***** MATERIAL SUPPLIED *****

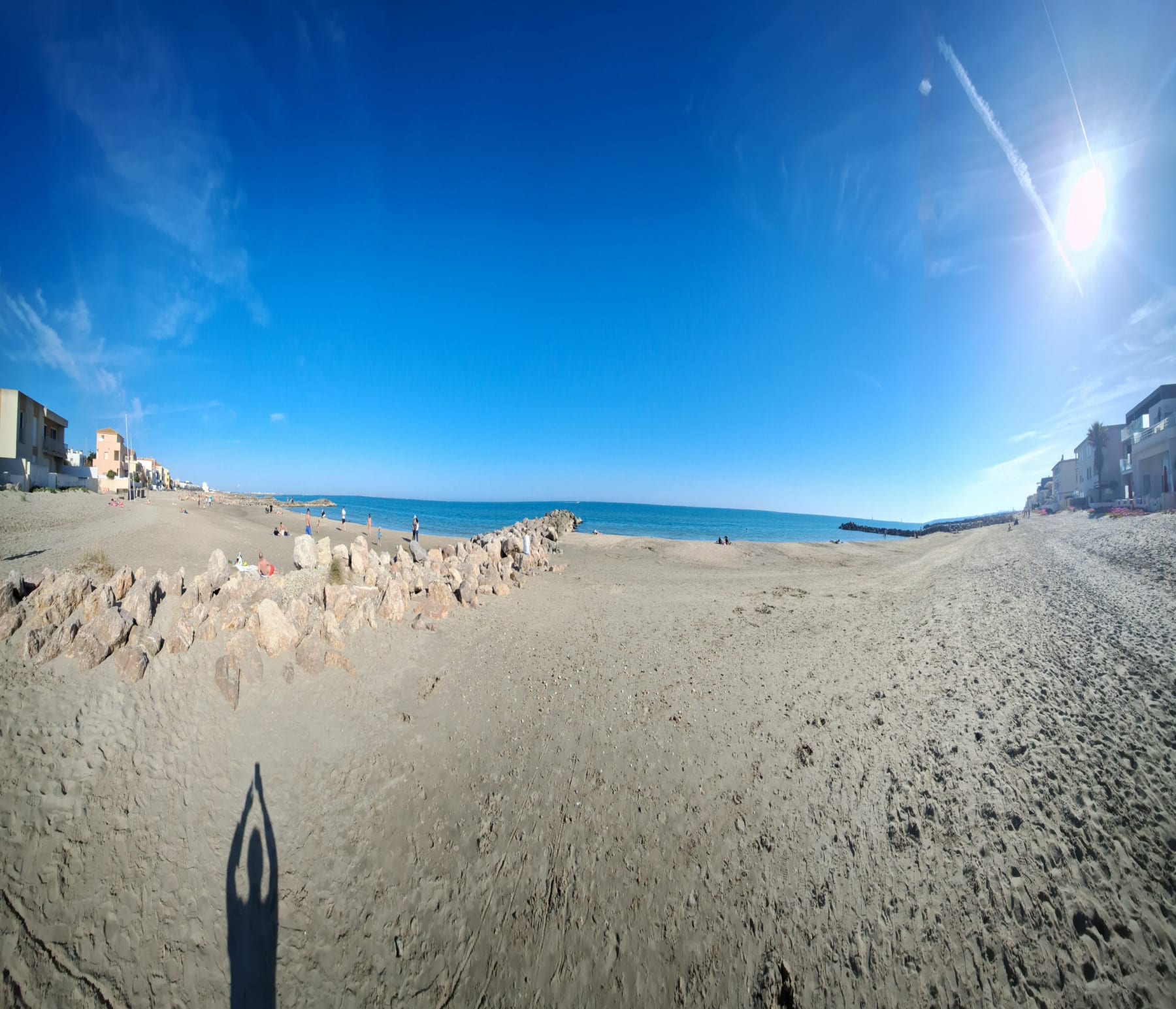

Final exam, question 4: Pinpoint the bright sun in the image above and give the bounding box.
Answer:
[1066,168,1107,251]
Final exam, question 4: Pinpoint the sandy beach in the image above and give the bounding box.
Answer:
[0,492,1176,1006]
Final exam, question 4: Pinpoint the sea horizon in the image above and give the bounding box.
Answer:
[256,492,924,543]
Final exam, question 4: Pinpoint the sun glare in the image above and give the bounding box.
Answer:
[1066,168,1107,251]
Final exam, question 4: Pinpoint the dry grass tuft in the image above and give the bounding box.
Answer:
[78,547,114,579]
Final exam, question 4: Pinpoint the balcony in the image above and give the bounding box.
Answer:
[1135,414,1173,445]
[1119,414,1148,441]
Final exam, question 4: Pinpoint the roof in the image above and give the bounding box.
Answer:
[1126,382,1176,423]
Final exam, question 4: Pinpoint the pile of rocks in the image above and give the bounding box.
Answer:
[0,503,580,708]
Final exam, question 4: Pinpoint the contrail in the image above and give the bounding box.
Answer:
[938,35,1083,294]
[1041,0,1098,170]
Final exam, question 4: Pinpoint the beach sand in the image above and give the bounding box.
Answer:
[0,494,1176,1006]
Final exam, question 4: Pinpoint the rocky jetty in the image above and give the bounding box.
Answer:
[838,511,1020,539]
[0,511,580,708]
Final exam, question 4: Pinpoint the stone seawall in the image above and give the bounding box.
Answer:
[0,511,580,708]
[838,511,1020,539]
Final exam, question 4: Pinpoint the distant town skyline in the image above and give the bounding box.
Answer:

*****

→ **TASK**: Update all the records above by changing every "Pinpoint" to "Locate", keeping everything else the same. Leave the pictures out.

→ **RESPONSE TO THIS TASK**:
Final exam, question 4: Locate the bright sun in the image above and give the bounding box.
Answer:
[1066,168,1107,251]
Final exam, question 4: Locate the sandy beach in the image above and give the bounding box.
Answer:
[0,492,1176,1006]
Final exam, question 4: Locate the sea horizon in the image above and give the bounding box.
Answer:
[256,492,924,543]
Final exam, question 4: Locate the sun glare in the image above and give the bounding box.
Answer:
[1066,168,1107,251]
Final exam, question 4: Locate the dry grass tuft in the image above and give the bounding box.
Answer:
[78,547,114,579]
Final exam, question 4: Locate the balcony in the image above and give the bounding box.
Answer:
[1135,414,1173,445]
[1119,414,1148,441]
Final exam, question 4: Locate the roof in the image above and give the bounding box.
Answer:
[1126,382,1176,423]
Final exam, question 4: Locate the pile of rocks in the image above and give the bounding box.
Answer:
[0,503,580,708]
Final exam, question 4: Locate the contrail in the image above and give the bounding box.
Answer:
[938,35,1083,294]
[1041,0,1098,170]
Final exam, question 4: Locate the beach sand in the image above and give the bounding box.
Answer:
[0,494,1176,1006]
Final exam, question 4: Locate the rocky jetty in the image above and give the bounding box.
Answer:
[838,511,1020,539]
[0,511,580,708]
Final exam, question 4: Locate the stone seawall in the image above and give the bounding box.
Answer:
[0,511,580,708]
[838,511,1020,539]
Final exam, question 4: Locate the distant town skyline in the image above and give the bounding box.
Answer:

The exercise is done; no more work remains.